WHAT IS REQUIRED:
Pick out and copy each line in the items below that contains the string "green". Treat the match as case-sensitive.

INFORMATION PROVIDED:
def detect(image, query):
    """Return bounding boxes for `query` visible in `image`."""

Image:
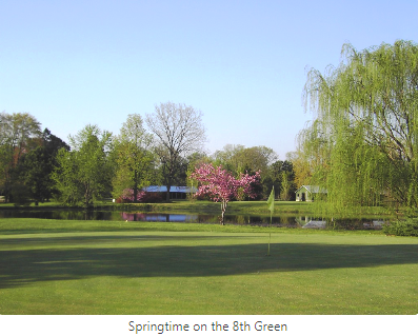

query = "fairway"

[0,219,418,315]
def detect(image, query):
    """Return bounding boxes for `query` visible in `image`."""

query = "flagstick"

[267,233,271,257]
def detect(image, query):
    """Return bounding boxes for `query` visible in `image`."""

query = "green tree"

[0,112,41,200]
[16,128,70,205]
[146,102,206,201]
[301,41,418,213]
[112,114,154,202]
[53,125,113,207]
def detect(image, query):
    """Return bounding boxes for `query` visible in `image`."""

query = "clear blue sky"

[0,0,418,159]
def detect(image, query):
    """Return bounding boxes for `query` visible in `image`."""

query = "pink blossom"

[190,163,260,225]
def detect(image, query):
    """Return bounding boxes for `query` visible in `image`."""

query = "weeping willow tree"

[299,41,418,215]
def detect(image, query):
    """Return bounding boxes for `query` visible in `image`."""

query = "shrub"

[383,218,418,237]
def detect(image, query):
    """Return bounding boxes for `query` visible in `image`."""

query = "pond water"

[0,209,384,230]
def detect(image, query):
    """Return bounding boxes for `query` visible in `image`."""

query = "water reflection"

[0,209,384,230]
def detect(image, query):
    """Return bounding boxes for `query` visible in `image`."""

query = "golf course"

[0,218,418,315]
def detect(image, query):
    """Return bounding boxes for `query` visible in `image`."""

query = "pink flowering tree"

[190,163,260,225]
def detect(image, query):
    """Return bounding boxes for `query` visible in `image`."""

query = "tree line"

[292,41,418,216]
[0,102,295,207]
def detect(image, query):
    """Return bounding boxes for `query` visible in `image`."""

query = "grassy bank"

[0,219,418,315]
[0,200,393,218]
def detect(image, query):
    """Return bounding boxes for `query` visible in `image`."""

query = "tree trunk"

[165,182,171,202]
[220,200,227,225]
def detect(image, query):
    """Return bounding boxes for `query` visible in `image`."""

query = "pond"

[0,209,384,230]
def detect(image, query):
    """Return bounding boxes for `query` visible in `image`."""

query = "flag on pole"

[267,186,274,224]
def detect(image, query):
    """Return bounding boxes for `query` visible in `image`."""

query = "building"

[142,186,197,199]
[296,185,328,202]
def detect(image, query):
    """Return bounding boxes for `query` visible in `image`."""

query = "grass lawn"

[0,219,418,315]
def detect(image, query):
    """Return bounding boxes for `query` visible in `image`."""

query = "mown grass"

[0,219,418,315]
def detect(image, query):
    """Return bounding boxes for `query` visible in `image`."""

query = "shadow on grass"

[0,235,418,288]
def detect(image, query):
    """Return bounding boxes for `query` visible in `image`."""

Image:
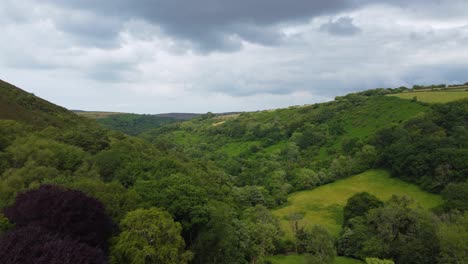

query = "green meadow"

EXERCISE OUTPUT:
query = "green tree"
query = "green meadow"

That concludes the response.